[Text passage]:

= Beginning of Section =

Link Gems is a weekly round-up of interesting articles and essays from around the web.
Well, that was the plan for this feature when I started it. But, it’s been so long since I did one of these. Good intentions and all… The following links have piled up, patiently waiting for a blog post.
I’m back now from my break. I will be clearing out my list of drafts of blog posts. Please bear with me as odd things might happen, for instance a multiple-post day or a Short Story Monday on a Wednesday. As the song goes, it’s my party and I’ll…
- Henry James and the Joys of Binge Reading, an essay from The Millions. I had a passing interest in the works of Henry James prior to reading Colm Toibin’s The Master. Books about authors should make one yearn to read them. And Toibin’s book did just that. I sense a reading project coming on as I search out stuff about James on the net.
- Wole Soyinka on the rebirth of Lagos
- Kwame Dawes on poetry from The Millions
I have a problem with this.
I think one day we went to school and were given a grand shock. Someone – most likely a teacher – told us that poems had meaning. And this disclosure was monumental. Of course, we probably always thought that poems had meaning, but we never thought about it – not really. But the moment the teacher let us know that poems have meaning, everything changed.
- The Novel is not Dead from the Boston Review. A wonderful article on the history of the novel. It ends with a discussion of Yvonne Vera’s The Stone Virgins. It is rare to see an African novel included in a general discussion on literature.
- Confession of a Book Reviewer by George Orwell. Oh the never-ending drudgery!
- Your English is Showing from The New York Review of Books.
While easily conceding that certain areas of highly specialized knowledge become the exclusive domain of English, most people are not so willing, nor able, to read novels, or indeed any prose that involves strong elements of style, in a foreign language. There they want to keep to their vernacular… Yet at the same time, neither readers nor writers are happy any longer with the idea that a literary text’s nation or language of origin should in any way define or limit the area in which it moves, or indeed that a national audience be the first and perhaps only arbiter of a book’s destiny. We feel far too linked, and linked in the immediate present, not to want to see immediately what books are changing or at least entertaining the whole world. And if we are writers, of course, we want our own books to travel as widely as possible.
The obvious solution is translation.
- A profile of the Congolese writer Alain Mabanckou in The Economist (thanks to Stujallen’s tweet)

= End of Section =

[Excerpted records]:
= Beginning of Section =

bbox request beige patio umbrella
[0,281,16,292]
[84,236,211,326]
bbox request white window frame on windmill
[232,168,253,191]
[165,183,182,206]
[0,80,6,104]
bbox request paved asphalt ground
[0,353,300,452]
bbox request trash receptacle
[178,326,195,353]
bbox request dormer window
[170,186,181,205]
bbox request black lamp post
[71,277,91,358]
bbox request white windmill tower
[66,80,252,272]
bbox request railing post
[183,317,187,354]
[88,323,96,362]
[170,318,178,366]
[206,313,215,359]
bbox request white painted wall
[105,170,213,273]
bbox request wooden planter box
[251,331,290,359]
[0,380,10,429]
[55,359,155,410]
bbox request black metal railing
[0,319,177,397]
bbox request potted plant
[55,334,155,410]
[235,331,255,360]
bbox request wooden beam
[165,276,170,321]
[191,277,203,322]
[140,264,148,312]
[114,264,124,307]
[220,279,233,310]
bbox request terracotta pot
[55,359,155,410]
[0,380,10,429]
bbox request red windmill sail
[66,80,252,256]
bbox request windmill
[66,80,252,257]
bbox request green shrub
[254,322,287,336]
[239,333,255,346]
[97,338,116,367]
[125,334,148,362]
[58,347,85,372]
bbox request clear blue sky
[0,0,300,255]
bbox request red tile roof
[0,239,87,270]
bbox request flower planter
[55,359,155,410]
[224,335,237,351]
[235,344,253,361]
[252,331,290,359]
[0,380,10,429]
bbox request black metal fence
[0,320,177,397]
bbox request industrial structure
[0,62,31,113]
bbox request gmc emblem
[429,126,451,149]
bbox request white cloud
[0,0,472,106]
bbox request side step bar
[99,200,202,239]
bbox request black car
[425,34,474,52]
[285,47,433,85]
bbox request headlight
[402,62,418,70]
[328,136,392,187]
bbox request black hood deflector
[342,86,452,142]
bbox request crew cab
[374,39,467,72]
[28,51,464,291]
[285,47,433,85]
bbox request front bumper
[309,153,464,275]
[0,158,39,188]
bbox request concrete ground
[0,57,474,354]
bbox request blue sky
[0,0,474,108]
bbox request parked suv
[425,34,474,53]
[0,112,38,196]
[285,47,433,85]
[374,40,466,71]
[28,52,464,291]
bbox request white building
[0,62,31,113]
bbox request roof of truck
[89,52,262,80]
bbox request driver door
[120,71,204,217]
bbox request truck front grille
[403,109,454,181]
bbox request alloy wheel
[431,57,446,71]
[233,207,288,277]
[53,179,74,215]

= End of Section =

[Things to do]:
a) Answer these questions from the Link Gems post:
(i) How often was the Link Gems feature meant to appear?
(ii) Which novel does the Boston Review article on the history of the novel end by discussing?
(iii) In the passage quoted from "Your English is Showing," what is called the obvious solution?
b) Can you carry on the Link Gems post from its last link?
The rows are separate material, unrelated to the Link Gems post.

[Task results]:
a)
(i) Weekly.
(ii) Yvonne Vera's The Stone Virgins.
(iii) Translation.

b)
- Edwidge Danticat’s interview in Granta
- Coming of Age in Child Soldier Literature from The Brooklyn Rail. I haven’t made up my mind on the child soldier in African literature thing. But I keep reading up on it.
- Spoilers Don’t Spoil Anything from Wired.com. A big thanks to the researchers. Now will book bloggers agree to drop this spoiler alert thing?
- Mildred Barya on the future of African writing:
Writers’ residences, fellowship facilities and workshops aren’t a one-person endeavour. They call for a certain kind of faith, hope, love and goodwill so that even when there’re no funds to run them, even when there’re no quick products (writing is not a quick fix. If you want quick goods make pancakes,) even when there’re products but one may not solely live off them, the support to engage in writing exists because you and someone care for it.
My fiancée left me, and I thought about villanelles.
I could not resist after this opening line. And he goes on to discuss “One Art” by Elizabeth Bishop. Break my heart any day, any day 🙂
- Sapphire on racism in the arts from The Guardian.
“I remember when Push came out, there was shock when people saw me – they’d say: ‘You’re not 16, you’re not obese. We thought this was your life story.’
“It was as though they thought this was some illiterate teenager’s life story and I had spoken it into a tape recorder, and some white editor had written it.”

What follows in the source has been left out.